» Teks untuk Dianalisis:
***
Subhan Riyadi-Tak dapat disangkal pada zaman edan, penuh keangkara murkaan sekarang ini tidak mudah untuk mengikrarkan diri sebagai orang sufi/suci seperti Nabi Muhammad SAW. Jikalaupun ada tak ayal, menjadi bahan tertawaan, memang masuk akal sih untuk merubah prilaku sufi tidak semudah membalik telapak tangan, boleh jadi dikira orang paling munafik di muka bumi.
Harta, tahta, wanita kata kunci dominan menjauhkan karakteristik kenabian. Memelihara jenggot pun tidak serta merta membuat orang bertingkah polah alim, kita akan selalu larut dalam hegemoni pencitraan nabi palsu. Tidak pernah selalu sama fikiran, ucapan dan hati.
***
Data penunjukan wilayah

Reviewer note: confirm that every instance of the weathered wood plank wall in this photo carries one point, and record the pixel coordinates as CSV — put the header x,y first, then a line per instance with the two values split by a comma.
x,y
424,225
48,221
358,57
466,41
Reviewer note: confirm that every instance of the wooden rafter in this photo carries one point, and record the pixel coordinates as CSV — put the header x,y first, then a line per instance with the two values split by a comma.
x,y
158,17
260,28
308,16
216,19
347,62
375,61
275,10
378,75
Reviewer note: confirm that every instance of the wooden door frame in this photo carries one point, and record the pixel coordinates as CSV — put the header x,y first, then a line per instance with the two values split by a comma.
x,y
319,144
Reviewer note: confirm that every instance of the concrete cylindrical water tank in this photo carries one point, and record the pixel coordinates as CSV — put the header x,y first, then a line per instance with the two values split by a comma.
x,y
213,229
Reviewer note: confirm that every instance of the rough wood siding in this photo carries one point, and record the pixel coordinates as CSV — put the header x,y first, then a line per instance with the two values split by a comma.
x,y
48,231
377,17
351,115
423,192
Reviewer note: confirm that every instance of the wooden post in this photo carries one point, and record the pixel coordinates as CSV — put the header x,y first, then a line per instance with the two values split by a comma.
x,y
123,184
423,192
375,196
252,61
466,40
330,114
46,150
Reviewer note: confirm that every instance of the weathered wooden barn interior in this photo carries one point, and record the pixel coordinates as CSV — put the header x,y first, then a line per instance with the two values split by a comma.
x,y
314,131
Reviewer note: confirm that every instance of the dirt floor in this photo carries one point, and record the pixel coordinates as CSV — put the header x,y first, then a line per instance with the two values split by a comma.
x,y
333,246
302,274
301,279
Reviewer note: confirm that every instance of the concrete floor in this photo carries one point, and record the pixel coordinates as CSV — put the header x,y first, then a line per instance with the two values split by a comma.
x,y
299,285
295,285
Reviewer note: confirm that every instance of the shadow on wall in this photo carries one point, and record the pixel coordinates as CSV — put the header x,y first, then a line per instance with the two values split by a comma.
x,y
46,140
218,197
***
» Instruksi:
Berdasarkan teks untuk dianalisis, jelaskan mengapa pada masa kini tidak mudah bagi seseorang untuk mengikrarkan diri sebagai orang sufi.

» Penyelesaian Latihan:
Masa kini disebut sebagai zaman edan yang penuh keangkaramurkaan. Orang yang mengikrarkan diri sebagai sufi dapat menjadi bahan tertawaan, bahkan dikira orang paling munafik di muka bumi, karena mengubah perilaku menjadi sufi tidak semudah membalik telapak tangan.